**** Data supplied

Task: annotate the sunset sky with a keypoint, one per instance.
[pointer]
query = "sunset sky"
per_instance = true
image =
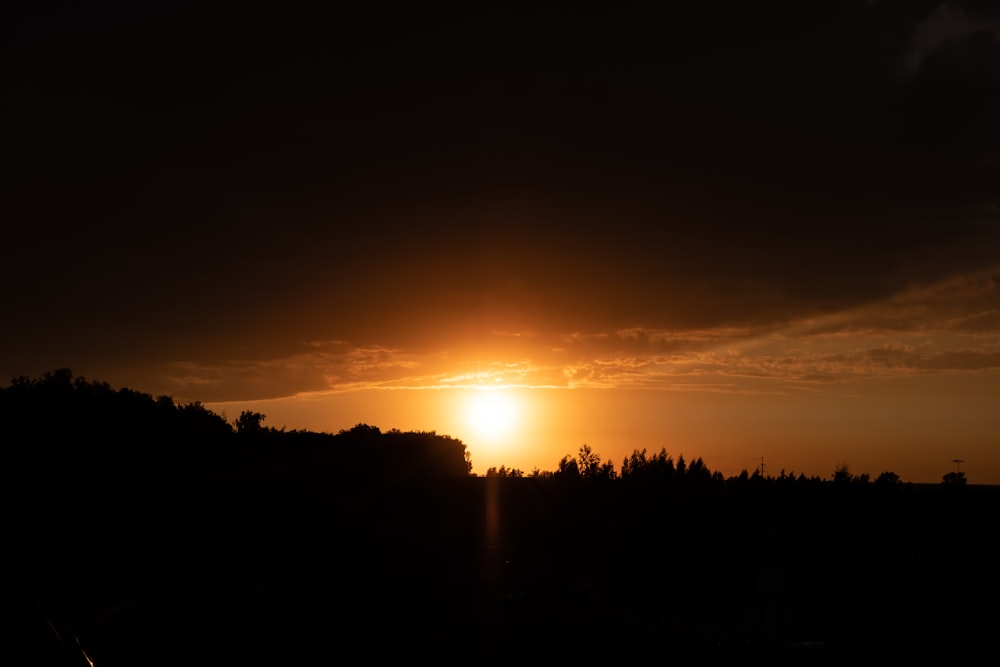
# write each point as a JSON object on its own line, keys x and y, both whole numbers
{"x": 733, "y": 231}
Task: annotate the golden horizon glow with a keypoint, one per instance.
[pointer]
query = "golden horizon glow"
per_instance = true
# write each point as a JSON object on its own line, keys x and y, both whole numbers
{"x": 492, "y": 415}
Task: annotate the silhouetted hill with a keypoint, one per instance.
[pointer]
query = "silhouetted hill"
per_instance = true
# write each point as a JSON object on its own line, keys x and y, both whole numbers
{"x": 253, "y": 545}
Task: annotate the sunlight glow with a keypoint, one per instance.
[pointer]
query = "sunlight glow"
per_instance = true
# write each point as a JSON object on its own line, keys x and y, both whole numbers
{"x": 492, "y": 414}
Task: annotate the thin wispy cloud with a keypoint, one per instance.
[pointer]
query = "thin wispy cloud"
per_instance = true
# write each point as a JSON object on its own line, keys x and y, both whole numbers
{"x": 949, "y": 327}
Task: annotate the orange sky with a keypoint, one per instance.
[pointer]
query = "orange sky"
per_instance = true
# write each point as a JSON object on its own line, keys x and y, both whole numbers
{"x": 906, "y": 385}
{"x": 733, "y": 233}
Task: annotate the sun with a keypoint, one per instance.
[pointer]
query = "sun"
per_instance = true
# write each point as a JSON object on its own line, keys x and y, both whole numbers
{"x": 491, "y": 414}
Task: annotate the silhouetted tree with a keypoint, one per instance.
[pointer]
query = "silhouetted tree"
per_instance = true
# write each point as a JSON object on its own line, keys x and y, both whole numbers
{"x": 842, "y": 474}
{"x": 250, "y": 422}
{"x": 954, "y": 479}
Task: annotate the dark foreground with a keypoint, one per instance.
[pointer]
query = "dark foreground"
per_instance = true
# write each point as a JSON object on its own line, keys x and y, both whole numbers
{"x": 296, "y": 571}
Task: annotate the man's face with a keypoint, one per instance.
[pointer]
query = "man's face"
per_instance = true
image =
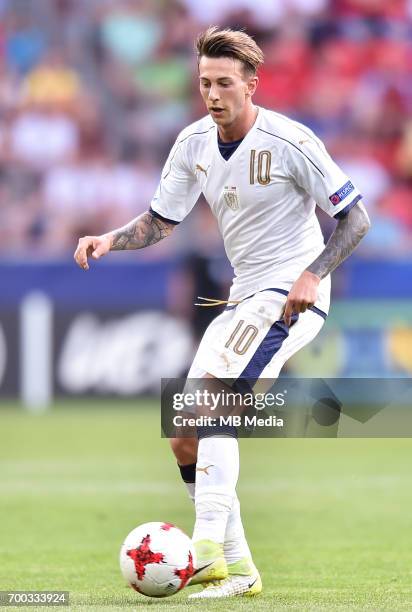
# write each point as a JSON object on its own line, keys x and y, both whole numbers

********

Problem to solve:
Exclude all images and retype the data precisely.

Answer section:
Task: annotate the sunset sky with a keypoint, one per instance.
[pointer]
query = "sunset sky"
per_instance = true
image =
# write each point as a JSON object on its own line, keys x and y, both whole numbers
{"x": 733, "y": 231}
Task: annotate the golden horizon glow with a keypoint, one per instance.
[pointer]
query = "golden horizon glow"
per_instance = true
# write each point as a JSON object on its own line, keys x and y, both whole numbers
{"x": 492, "y": 415}
Task: annotate the silhouetted hill with a keypoint, one per instance.
[pointer]
query = "silhouetted hill"
per_instance = true
# write each point as a JSON object on its own line, keys x and y, both whole numbers
{"x": 253, "y": 545}
Task: annotate the sunlight glow with a keypoint, one per instance.
[pointer]
query = "sunlight glow"
per_instance = true
# write each point as a JSON object on its own line, keys x and y, both whole numbers
{"x": 492, "y": 414}
Task: annotate the thin wispy cloud with a keypoint, one per instance.
[pointer]
query = "thin wispy cloud"
per_instance = true
# write each point as a JSON object on its own line, keys x and y, both whole numbers
{"x": 949, "y": 327}
Task: annotate the orange sky with a keypoint, one per instance.
[pointer]
query = "orange sky"
per_instance = true
# write each point as a JSON object on its own line, keys x and y, both whole numbers
{"x": 906, "y": 385}
{"x": 733, "y": 233}
Task: annotate the sun with a keypoint, one per instance.
[pointer]
query = "sun"
per_instance = true
# write each point as a JSON object on its own line, keys x and y, both whole numbers
{"x": 491, "y": 414}
Task: annotate the silhouetted tree with a keypoint, one per instance.
[pointer]
query = "silhouetted tree"
per_instance = true
# write each point as a JSON object on its own line, keys x and y, both whole numbers
{"x": 842, "y": 474}
{"x": 250, "y": 422}
{"x": 954, "y": 479}
Task: annotate the dark foreground with a keypoint, one per instance.
[pointer]
query = "dark foreground"
per_instance = true
# write each point as a JSON object on its own line, keys x and y, both whole numbers
{"x": 296, "y": 571}
Task: annotate the man's face with a keypoint, one per instance.
[pointer]
query = "man's face"
per_instance = true
image =
# write each point as a JSON object on its own line, keys x and y, both whole numbers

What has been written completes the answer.